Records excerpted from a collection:
-.-.-
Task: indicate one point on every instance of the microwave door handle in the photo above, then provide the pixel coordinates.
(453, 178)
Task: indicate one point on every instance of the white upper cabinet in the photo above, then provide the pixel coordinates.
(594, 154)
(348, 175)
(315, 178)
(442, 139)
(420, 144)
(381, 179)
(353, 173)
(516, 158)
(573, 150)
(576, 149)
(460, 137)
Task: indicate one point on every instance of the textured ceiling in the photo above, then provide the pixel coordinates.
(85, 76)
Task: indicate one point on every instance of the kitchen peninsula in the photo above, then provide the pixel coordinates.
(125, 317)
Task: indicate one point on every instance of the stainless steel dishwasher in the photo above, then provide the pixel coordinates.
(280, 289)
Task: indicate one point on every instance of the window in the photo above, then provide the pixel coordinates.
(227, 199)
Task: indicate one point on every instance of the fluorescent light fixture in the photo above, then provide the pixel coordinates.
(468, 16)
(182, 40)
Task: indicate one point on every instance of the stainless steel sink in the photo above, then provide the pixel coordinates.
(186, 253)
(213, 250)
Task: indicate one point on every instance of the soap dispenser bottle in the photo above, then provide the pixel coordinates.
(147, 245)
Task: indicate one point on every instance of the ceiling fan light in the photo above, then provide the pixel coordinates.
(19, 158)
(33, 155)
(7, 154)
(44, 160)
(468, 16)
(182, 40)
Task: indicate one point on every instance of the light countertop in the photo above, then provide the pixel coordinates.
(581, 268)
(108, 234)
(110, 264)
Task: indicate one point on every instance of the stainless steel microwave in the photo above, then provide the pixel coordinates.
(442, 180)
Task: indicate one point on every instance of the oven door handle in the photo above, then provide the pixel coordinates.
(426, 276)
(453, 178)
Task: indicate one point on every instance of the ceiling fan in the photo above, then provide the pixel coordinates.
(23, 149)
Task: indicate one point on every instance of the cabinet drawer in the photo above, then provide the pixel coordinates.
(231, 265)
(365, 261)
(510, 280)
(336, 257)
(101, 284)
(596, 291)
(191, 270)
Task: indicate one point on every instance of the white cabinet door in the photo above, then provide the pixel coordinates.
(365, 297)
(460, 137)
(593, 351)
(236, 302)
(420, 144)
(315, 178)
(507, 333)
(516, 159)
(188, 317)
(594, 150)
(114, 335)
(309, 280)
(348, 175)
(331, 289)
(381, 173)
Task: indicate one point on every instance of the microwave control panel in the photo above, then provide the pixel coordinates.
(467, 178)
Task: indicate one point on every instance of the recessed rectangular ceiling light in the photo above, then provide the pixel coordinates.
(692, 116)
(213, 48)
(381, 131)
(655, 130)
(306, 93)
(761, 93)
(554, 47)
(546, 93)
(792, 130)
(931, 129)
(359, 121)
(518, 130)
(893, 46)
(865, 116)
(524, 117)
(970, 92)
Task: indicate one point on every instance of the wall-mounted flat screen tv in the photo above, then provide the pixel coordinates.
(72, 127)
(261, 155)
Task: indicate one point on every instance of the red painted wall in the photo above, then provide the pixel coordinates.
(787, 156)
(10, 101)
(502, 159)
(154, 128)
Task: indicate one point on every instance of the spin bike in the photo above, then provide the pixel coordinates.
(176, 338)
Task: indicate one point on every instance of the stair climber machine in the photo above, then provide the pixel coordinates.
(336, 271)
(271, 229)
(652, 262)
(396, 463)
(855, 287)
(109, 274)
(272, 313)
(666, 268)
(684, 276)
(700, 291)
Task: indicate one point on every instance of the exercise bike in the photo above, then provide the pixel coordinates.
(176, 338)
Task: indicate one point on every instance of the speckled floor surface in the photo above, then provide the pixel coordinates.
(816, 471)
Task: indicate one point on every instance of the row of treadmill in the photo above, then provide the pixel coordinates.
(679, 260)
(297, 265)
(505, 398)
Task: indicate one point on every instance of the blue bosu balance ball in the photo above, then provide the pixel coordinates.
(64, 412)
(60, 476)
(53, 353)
-.-.-
* _INSTRUCTIONS TO FOLLOW_
Set all the entries above down again exactly.

* _TASK RESULT_
Task: indicate one point on every instance of the microwave door handle in the photo above, then provide the pixel coordinates.
(453, 178)
Task: indicate one point on every instance of the white upper cabinet in the photo above, then provide the pixel coordinates.
(594, 154)
(348, 175)
(315, 178)
(442, 139)
(420, 144)
(381, 179)
(353, 173)
(516, 158)
(573, 150)
(576, 149)
(460, 137)
Task: indicate one point on every instance of the textured ceiling in the photo above, then provide the pixel coordinates.
(85, 76)
Task: indicate one point on every instance of the kitchen peninsula in the photo above, then provide the pixel coordinates.
(125, 317)
Task: indicate one point on every instance of the stainless steel dishwasher in the photo above, then provide the pixel coordinates.
(280, 289)
Task: indicate one point on every instance of the window in the photo above, then provide the pixel coordinates.
(227, 199)
Task: indicate one point on every instance of the fluorescent light fixture in the photo above, then provide the pixel coordinates.
(468, 16)
(182, 40)
Task: indicate one point on every instance of the stainless steel sink in the photo above, then provide the pixel coordinates.
(186, 253)
(213, 250)
Task: indicate one point on every instance of the soap dispenser bottle in the photo above, then provide the pixel coordinates.
(147, 245)
Task: indicate one point on every instance of the ceiling fan light in the photo above, then provide the pixel coordinates.
(19, 158)
(33, 155)
(7, 154)
(44, 160)
(468, 16)
(182, 40)
Task: indicate one point on every instance of the light countertop in the photo above, then provide the pixel coordinates.
(581, 268)
(108, 234)
(110, 264)
Task: indicate one point on every instance of the stainless steel microwave in the photo above, then provide the pixel coordinates.
(442, 180)
Task: indicate one point on every instance of the oven door handle in the photo above, then provide the pixel coordinates.
(426, 276)
(453, 178)
Task: indicate one point on every instance of the ceiling fan in the photo above, then provide the pixel coordinates.
(23, 149)
Task: indicate one point on every instance of the cabinet drawer in the photo above, then provide the pixel coordinates.
(231, 265)
(365, 261)
(510, 280)
(336, 257)
(101, 284)
(596, 291)
(191, 270)
Task: indicate one point on every instance of the white cabinet door in the photo above, then provide the pixel coordinates.
(365, 297)
(460, 137)
(593, 351)
(236, 302)
(420, 144)
(315, 178)
(507, 333)
(516, 159)
(188, 317)
(594, 150)
(114, 335)
(309, 280)
(348, 175)
(331, 289)
(381, 173)
Task: indicate one point on every instance of the microwave control panel in the photo above, then provide the pixel coordinates.
(467, 178)
Task: indicate one point on every instance of the recessed rectangular ceiling light in the photo above, then provide the pixel coordinates.
(692, 116)
(213, 48)
(381, 131)
(655, 130)
(306, 93)
(761, 93)
(554, 47)
(546, 93)
(792, 130)
(931, 129)
(359, 121)
(518, 130)
(893, 46)
(865, 116)
(524, 117)
(970, 92)
Task: indicate one point on every instance of the wall-mounted flat screen tv in the photo above, then provide the pixel coordinates.
(72, 127)
(261, 155)
Task: indicate one point on every instance of the red painted wall in the photo above, then provide the pixel coordinates.
(787, 156)
(10, 101)
(502, 159)
(154, 128)
Task: indicate one point on every instance of the spin bike in the photo above, then provide the pixel coordinates.
(176, 338)
Task: indicate one point on every instance of the stair climber machine in the photo above, then provide the pixel coordinates.
(336, 271)
(271, 229)
(652, 262)
(396, 463)
(855, 287)
(109, 274)
(272, 313)
(666, 268)
(684, 276)
(700, 291)
Task: indicate one point on every instance of the exercise bike in the photo above, then provide the pixel coordinates.
(176, 338)
Task: indicate one point on every instance of the speckled floor surface in the photo above, then provide the pixel coordinates.
(816, 471)
Task: indicate one point on every instance of the row of treadmill in the photo above, then provide the pixel coordinates.
(679, 260)
(297, 265)
(505, 398)
Task: indicate one point on every instance of the blue bosu balance ball in the photo above, then provide the pixel coordinates.
(64, 412)
(60, 476)
(53, 353)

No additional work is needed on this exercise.